What to work on »
Return exactly the lines below, starting with the one that has "TARGET: metal railing" and going on through the one that has "TARGET: square floor tile".

Data for analysis »

+-------+

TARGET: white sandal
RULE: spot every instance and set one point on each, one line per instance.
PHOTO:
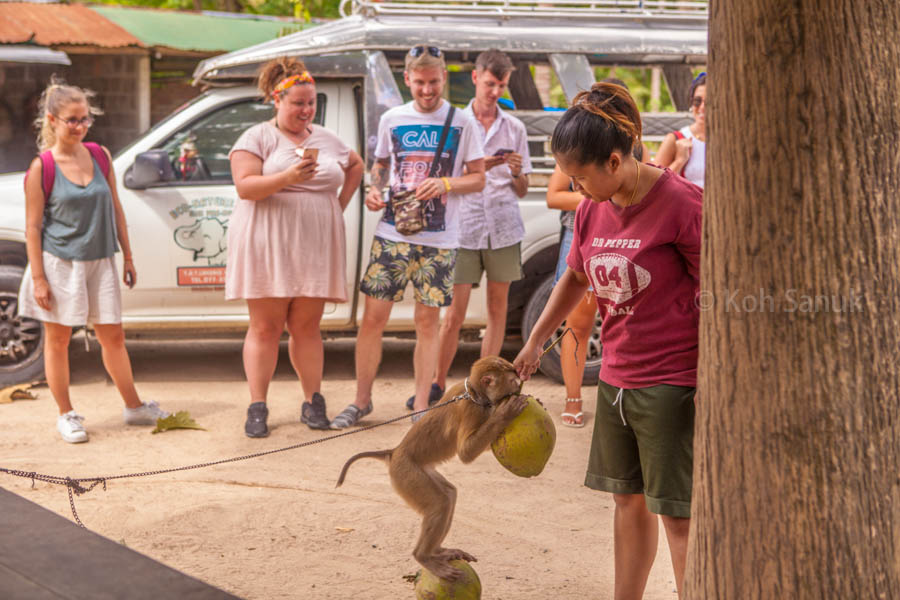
(573, 416)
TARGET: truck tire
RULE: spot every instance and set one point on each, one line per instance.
(550, 364)
(21, 339)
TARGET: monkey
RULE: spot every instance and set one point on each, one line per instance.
(486, 402)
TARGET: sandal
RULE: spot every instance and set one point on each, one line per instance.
(350, 416)
(313, 413)
(574, 416)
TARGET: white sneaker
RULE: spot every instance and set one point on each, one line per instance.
(70, 427)
(146, 414)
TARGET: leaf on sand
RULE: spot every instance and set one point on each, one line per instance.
(180, 420)
(16, 392)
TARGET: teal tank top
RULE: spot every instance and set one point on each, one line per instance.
(79, 221)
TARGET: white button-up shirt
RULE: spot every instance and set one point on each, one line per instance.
(490, 218)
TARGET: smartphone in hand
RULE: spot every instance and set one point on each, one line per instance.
(308, 152)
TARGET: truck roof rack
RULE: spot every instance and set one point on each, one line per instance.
(631, 10)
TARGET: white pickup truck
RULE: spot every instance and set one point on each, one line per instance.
(178, 228)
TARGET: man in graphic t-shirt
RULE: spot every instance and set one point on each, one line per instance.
(408, 138)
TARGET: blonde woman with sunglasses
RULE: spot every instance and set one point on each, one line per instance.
(684, 151)
(73, 223)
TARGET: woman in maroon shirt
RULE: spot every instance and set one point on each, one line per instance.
(637, 244)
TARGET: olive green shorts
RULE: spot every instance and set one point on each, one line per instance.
(501, 264)
(643, 444)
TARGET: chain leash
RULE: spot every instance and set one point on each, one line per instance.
(76, 486)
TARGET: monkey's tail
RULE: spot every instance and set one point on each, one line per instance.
(384, 455)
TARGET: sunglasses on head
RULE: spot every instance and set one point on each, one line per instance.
(417, 51)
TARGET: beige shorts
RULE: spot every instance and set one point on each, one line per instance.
(500, 264)
(81, 292)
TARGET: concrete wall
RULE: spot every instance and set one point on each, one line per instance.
(121, 82)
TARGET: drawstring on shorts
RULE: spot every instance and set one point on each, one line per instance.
(620, 400)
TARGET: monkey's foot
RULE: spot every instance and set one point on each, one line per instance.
(455, 554)
(440, 566)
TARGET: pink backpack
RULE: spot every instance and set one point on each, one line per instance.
(48, 166)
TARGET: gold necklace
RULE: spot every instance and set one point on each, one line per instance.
(637, 182)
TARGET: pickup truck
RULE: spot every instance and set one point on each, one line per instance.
(178, 226)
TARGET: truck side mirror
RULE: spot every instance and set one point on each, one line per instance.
(149, 168)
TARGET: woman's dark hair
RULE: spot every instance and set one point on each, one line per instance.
(274, 71)
(698, 81)
(600, 121)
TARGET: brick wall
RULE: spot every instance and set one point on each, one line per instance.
(115, 79)
(20, 85)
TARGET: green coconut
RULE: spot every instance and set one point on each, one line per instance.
(431, 587)
(526, 444)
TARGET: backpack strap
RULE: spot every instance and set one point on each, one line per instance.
(679, 136)
(48, 166)
(99, 155)
(48, 173)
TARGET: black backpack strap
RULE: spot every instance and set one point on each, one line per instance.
(440, 148)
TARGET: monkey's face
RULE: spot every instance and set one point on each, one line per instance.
(500, 383)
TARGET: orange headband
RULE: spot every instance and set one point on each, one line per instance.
(293, 80)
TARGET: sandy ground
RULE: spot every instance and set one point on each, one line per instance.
(276, 527)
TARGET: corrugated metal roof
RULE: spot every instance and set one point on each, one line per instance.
(192, 31)
(60, 25)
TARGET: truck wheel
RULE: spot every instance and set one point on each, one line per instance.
(550, 364)
(21, 339)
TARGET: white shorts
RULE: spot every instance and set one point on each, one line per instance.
(81, 292)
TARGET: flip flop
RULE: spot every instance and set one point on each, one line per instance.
(574, 417)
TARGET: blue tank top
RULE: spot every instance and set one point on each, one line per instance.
(79, 221)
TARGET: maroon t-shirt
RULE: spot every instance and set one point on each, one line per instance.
(643, 262)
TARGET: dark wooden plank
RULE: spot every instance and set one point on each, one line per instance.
(44, 556)
(15, 585)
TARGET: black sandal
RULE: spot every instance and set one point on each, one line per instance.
(313, 413)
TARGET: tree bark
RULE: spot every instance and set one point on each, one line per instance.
(796, 489)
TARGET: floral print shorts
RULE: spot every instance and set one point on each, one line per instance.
(394, 264)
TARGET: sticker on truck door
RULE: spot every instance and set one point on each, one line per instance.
(205, 240)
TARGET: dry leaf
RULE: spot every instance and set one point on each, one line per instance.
(180, 420)
(16, 392)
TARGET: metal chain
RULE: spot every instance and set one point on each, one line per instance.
(74, 485)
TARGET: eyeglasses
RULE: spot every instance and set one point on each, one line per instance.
(73, 122)
(417, 51)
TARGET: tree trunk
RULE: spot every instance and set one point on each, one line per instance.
(796, 489)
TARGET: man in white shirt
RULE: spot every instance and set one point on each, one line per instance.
(490, 224)
(408, 139)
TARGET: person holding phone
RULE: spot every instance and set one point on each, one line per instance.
(286, 241)
(70, 236)
(684, 151)
(490, 225)
(409, 157)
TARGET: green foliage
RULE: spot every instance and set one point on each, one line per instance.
(299, 9)
(180, 420)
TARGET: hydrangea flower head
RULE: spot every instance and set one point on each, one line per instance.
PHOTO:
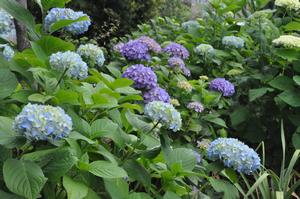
(178, 62)
(165, 114)
(196, 106)
(289, 4)
(234, 154)
(190, 24)
(223, 86)
(233, 41)
(151, 43)
(7, 51)
(156, 94)
(135, 50)
(143, 77)
(77, 68)
(91, 53)
(177, 50)
(58, 14)
(205, 50)
(287, 41)
(185, 86)
(43, 122)
(7, 27)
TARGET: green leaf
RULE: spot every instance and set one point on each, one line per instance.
(23, 178)
(221, 186)
(292, 26)
(106, 169)
(8, 83)
(257, 93)
(117, 188)
(296, 79)
(50, 45)
(291, 97)
(5, 195)
(75, 189)
(183, 156)
(19, 12)
(47, 4)
(8, 137)
(139, 196)
(137, 172)
(171, 195)
(282, 83)
(55, 162)
(66, 22)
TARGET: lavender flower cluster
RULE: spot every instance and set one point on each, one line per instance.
(223, 86)
(234, 154)
(195, 106)
(58, 14)
(165, 114)
(43, 122)
(70, 61)
(7, 51)
(92, 54)
(233, 41)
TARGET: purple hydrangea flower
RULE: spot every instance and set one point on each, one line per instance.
(151, 43)
(135, 50)
(196, 106)
(177, 62)
(235, 154)
(177, 50)
(223, 86)
(156, 94)
(143, 77)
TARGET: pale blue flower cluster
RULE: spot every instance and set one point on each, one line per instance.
(7, 51)
(205, 50)
(58, 14)
(234, 154)
(92, 54)
(70, 61)
(190, 24)
(43, 122)
(165, 114)
(233, 41)
(7, 27)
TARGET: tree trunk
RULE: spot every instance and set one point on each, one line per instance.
(22, 41)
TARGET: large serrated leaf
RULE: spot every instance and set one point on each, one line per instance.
(23, 178)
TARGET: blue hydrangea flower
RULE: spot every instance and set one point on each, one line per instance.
(77, 68)
(197, 156)
(195, 106)
(233, 41)
(177, 50)
(190, 24)
(43, 122)
(223, 86)
(151, 43)
(205, 50)
(234, 154)
(58, 14)
(91, 53)
(7, 52)
(156, 94)
(175, 62)
(135, 50)
(7, 27)
(143, 77)
(164, 113)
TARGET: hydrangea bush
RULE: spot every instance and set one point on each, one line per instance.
(150, 116)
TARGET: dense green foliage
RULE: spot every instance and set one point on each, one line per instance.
(121, 147)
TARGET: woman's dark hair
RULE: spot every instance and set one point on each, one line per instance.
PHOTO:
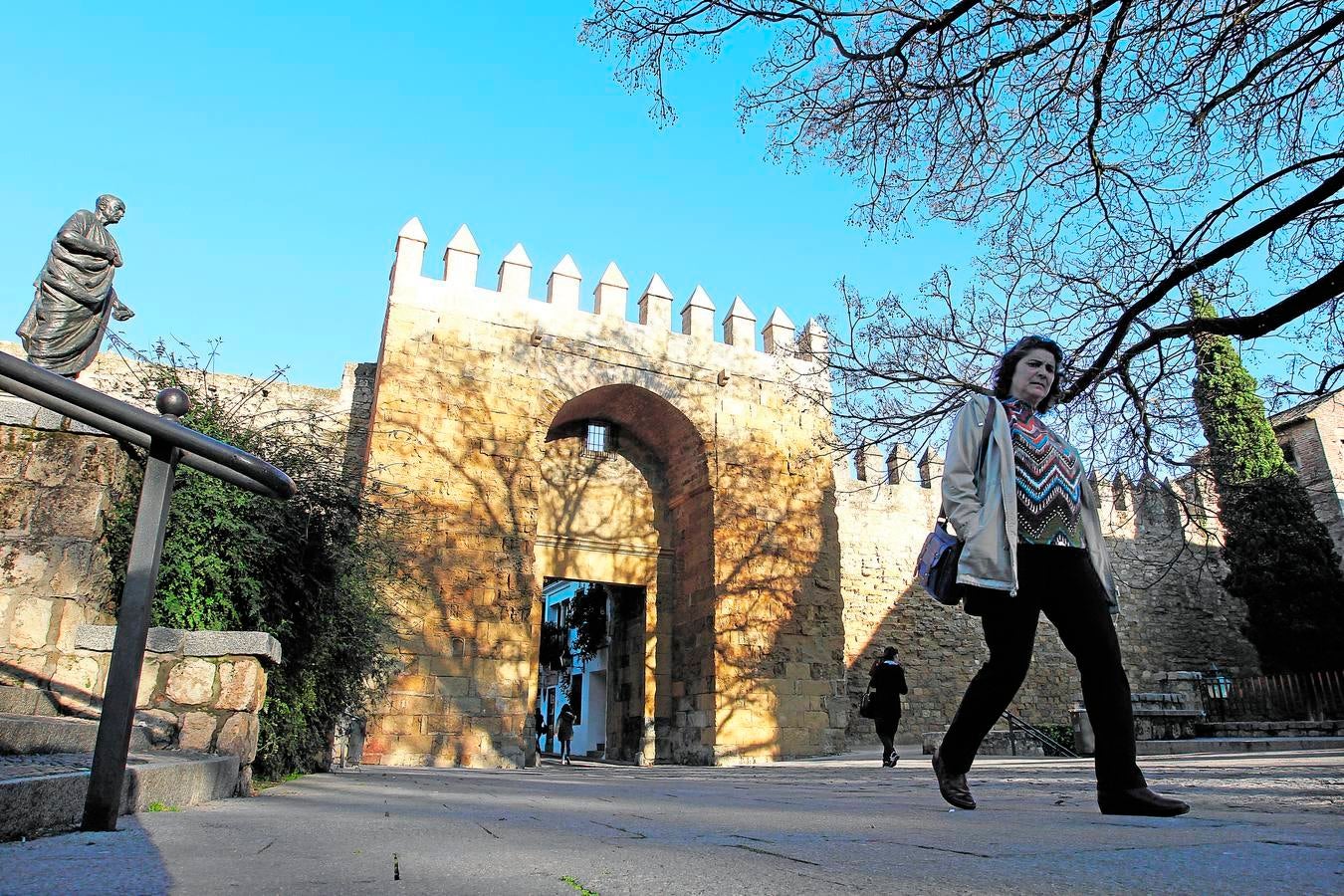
(1008, 365)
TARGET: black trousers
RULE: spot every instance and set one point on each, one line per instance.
(1060, 583)
(886, 727)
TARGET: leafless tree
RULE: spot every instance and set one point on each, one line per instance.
(1113, 153)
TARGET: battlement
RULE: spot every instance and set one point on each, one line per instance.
(560, 312)
(893, 481)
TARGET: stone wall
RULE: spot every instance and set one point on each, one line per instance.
(1312, 435)
(1174, 614)
(198, 689)
(56, 489)
(742, 633)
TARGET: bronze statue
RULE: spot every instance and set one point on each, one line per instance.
(74, 296)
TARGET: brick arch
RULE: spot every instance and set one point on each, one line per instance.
(679, 658)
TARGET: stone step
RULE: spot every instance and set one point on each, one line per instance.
(27, 702)
(45, 794)
(1235, 745)
(22, 734)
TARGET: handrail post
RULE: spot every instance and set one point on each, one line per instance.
(103, 803)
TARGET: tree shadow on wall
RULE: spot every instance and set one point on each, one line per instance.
(1174, 612)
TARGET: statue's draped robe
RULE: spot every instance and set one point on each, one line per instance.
(73, 300)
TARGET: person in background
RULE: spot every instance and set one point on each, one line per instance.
(1033, 545)
(887, 680)
(564, 731)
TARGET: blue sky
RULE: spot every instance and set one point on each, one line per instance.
(269, 160)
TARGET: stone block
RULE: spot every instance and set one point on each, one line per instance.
(74, 511)
(160, 726)
(238, 737)
(99, 637)
(148, 683)
(76, 680)
(242, 685)
(76, 571)
(56, 462)
(23, 567)
(191, 683)
(16, 501)
(73, 614)
(231, 644)
(31, 623)
(198, 731)
(30, 669)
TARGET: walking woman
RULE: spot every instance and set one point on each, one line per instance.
(1033, 545)
(887, 681)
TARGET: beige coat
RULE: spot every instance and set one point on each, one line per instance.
(986, 514)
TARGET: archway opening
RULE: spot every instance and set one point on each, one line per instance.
(624, 499)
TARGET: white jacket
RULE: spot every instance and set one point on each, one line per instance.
(984, 515)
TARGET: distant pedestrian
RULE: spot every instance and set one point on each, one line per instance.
(1033, 545)
(564, 731)
(887, 680)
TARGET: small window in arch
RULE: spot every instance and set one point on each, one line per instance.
(598, 438)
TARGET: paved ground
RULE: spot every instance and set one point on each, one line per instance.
(1262, 823)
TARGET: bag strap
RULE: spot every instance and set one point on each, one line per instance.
(986, 431)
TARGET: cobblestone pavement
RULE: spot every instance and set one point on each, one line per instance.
(1260, 823)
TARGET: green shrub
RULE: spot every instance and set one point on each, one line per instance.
(307, 569)
(1063, 735)
(1279, 557)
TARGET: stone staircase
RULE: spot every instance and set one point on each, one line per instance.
(46, 760)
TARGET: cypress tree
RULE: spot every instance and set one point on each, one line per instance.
(1279, 557)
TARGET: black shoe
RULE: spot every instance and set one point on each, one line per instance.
(1139, 800)
(953, 787)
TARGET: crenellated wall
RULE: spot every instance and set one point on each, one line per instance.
(1174, 614)
(772, 576)
(742, 642)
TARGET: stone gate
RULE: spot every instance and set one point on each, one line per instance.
(523, 439)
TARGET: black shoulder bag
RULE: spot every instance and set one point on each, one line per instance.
(937, 567)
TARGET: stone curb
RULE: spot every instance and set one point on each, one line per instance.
(50, 803)
(16, 411)
(191, 644)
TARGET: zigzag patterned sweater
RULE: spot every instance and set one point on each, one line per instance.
(1050, 476)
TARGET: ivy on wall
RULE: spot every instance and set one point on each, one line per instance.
(308, 569)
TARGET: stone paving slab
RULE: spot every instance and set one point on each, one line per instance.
(1260, 823)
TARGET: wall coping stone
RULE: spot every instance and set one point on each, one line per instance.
(16, 411)
(191, 644)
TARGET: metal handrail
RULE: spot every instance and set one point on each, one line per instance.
(168, 443)
(1035, 733)
(136, 426)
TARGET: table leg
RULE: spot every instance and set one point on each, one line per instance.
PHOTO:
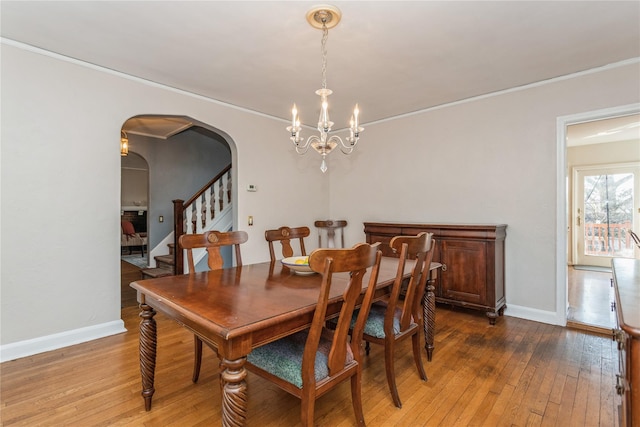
(429, 314)
(148, 345)
(234, 392)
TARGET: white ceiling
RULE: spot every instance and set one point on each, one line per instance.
(391, 57)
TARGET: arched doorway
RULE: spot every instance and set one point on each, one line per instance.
(182, 154)
(134, 196)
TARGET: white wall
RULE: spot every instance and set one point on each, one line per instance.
(489, 160)
(60, 278)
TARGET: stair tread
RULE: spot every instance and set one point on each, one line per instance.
(156, 272)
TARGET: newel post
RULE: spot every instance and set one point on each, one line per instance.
(178, 230)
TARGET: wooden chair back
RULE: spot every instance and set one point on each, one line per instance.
(419, 248)
(392, 320)
(212, 241)
(356, 261)
(328, 229)
(285, 235)
(342, 355)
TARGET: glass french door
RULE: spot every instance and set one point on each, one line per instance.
(606, 207)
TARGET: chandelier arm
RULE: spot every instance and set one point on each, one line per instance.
(324, 17)
(301, 146)
(345, 148)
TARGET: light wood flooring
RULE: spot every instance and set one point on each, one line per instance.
(515, 373)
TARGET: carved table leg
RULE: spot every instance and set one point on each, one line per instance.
(234, 392)
(429, 310)
(148, 345)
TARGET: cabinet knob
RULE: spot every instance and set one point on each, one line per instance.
(620, 337)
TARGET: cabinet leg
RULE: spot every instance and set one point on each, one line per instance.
(492, 315)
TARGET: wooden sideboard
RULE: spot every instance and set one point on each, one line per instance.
(626, 281)
(472, 258)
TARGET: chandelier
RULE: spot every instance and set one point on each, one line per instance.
(324, 17)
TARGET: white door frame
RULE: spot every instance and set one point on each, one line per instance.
(562, 300)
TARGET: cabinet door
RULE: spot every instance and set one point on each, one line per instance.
(465, 276)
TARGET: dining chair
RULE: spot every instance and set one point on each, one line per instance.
(311, 362)
(328, 229)
(394, 319)
(212, 242)
(284, 235)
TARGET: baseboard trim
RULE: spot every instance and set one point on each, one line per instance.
(550, 317)
(30, 347)
(600, 330)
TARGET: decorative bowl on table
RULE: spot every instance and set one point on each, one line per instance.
(299, 265)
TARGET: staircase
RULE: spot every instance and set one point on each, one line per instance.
(209, 209)
(165, 265)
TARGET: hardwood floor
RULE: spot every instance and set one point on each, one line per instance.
(590, 297)
(515, 373)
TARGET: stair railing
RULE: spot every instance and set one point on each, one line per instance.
(194, 215)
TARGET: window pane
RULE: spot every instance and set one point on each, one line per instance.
(608, 211)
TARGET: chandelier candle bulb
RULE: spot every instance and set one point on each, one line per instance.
(324, 17)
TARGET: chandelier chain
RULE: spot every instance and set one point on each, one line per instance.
(325, 36)
(324, 143)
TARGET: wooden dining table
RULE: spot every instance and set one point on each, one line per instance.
(240, 308)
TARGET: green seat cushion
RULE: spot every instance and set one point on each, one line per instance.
(375, 322)
(283, 358)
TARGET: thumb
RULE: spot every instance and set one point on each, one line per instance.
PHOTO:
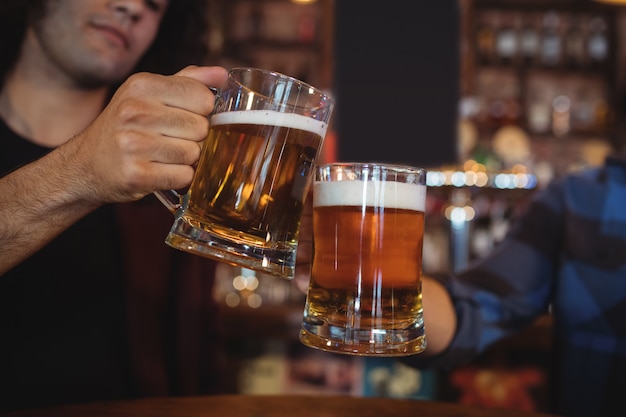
(213, 76)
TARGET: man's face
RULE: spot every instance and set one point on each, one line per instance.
(95, 42)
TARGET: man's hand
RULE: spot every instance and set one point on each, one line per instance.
(149, 136)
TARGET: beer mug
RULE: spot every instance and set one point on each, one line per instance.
(245, 201)
(364, 296)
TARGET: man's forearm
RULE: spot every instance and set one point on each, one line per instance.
(37, 202)
(439, 316)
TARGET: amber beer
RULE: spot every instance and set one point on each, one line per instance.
(245, 202)
(253, 177)
(365, 282)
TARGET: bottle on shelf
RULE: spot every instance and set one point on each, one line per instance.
(551, 40)
(597, 41)
(575, 54)
(529, 38)
(507, 38)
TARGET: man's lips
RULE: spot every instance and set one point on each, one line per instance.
(113, 34)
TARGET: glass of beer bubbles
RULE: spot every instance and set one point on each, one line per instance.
(364, 296)
(245, 202)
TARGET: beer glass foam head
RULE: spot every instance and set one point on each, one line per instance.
(374, 193)
(271, 117)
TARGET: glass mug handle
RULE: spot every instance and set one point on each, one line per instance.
(172, 199)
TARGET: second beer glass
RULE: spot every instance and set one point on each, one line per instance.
(364, 295)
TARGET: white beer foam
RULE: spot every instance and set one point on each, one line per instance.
(378, 193)
(270, 117)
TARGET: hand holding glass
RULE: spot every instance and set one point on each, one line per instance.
(364, 295)
(246, 198)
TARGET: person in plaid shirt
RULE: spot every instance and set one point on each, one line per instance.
(565, 254)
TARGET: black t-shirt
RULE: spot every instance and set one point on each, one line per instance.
(62, 325)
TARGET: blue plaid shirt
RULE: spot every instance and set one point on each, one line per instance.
(567, 252)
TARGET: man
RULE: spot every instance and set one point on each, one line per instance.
(93, 304)
(566, 254)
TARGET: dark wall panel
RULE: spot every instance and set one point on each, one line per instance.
(396, 80)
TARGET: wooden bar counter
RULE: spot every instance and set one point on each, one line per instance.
(270, 406)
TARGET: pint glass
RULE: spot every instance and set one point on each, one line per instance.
(364, 295)
(245, 202)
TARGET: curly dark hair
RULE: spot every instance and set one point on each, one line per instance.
(181, 40)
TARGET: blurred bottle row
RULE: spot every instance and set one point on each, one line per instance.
(547, 38)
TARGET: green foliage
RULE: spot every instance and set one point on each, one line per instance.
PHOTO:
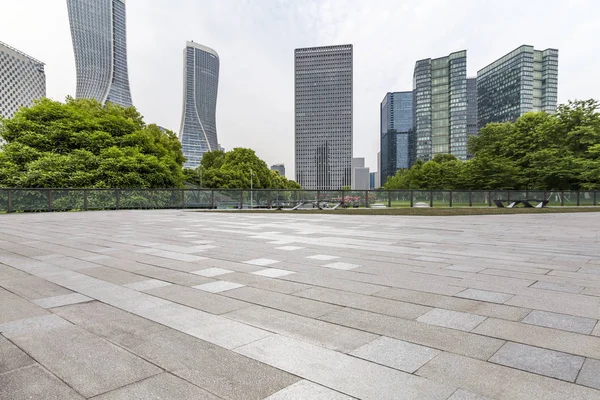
(231, 170)
(538, 151)
(82, 144)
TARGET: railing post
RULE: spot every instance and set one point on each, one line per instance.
(9, 201)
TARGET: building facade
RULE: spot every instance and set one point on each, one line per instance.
(323, 120)
(440, 106)
(22, 80)
(279, 168)
(396, 123)
(99, 33)
(522, 81)
(198, 133)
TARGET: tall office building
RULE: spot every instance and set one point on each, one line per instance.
(198, 133)
(396, 122)
(440, 104)
(323, 121)
(524, 80)
(22, 80)
(98, 29)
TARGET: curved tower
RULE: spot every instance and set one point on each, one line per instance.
(198, 133)
(98, 29)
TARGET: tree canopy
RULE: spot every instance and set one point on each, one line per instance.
(80, 143)
(231, 170)
(538, 151)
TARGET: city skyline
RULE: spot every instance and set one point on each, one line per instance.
(267, 35)
(99, 34)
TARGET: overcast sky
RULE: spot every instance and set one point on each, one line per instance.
(255, 40)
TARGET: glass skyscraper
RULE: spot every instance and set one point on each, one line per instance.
(524, 80)
(198, 133)
(440, 102)
(396, 131)
(323, 121)
(98, 29)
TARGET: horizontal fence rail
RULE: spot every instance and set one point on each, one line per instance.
(39, 200)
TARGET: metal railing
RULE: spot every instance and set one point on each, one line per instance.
(37, 200)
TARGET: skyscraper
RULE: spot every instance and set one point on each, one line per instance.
(22, 80)
(198, 133)
(98, 29)
(524, 80)
(440, 101)
(396, 128)
(323, 128)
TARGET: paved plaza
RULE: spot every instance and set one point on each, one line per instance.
(197, 305)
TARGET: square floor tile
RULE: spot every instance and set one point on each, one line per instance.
(261, 262)
(396, 354)
(218, 286)
(342, 266)
(561, 321)
(273, 272)
(539, 361)
(211, 272)
(451, 319)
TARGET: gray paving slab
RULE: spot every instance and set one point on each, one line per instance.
(590, 374)
(63, 300)
(159, 387)
(11, 357)
(540, 361)
(85, 362)
(346, 374)
(451, 319)
(224, 373)
(397, 354)
(485, 295)
(307, 390)
(34, 383)
(561, 321)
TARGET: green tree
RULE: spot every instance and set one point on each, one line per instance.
(80, 143)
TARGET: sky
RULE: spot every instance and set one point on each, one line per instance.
(256, 39)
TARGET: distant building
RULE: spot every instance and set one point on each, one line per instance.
(323, 120)
(396, 122)
(99, 33)
(22, 80)
(440, 102)
(522, 81)
(198, 132)
(279, 168)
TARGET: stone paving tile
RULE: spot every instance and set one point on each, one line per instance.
(590, 374)
(436, 337)
(224, 373)
(397, 354)
(451, 319)
(500, 382)
(157, 387)
(34, 383)
(85, 362)
(310, 330)
(212, 272)
(307, 390)
(147, 285)
(561, 321)
(484, 295)
(64, 300)
(540, 361)
(11, 357)
(218, 286)
(273, 273)
(341, 372)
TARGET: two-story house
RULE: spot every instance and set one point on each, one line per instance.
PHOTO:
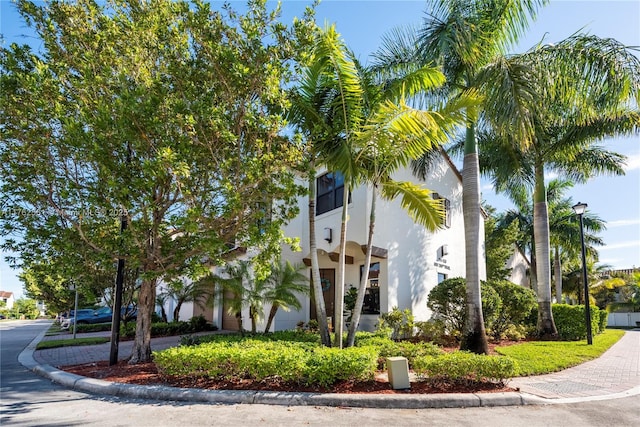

+-------+

Your response »
TARGET: metal railing
RULE: spot every instance and set one point on each, one line per instance.
(37, 200)
TARGET: skyscraper
RULE: spot every instance and set one point on each, one line per instance.
(22, 80)
(198, 133)
(98, 29)
(524, 80)
(440, 101)
(396, 128)
(323, 128)
TARGET: paved plaza
RULE: spot every instance and set one point on each, one line per instance.
(197, 305)
TARGET: square floor tile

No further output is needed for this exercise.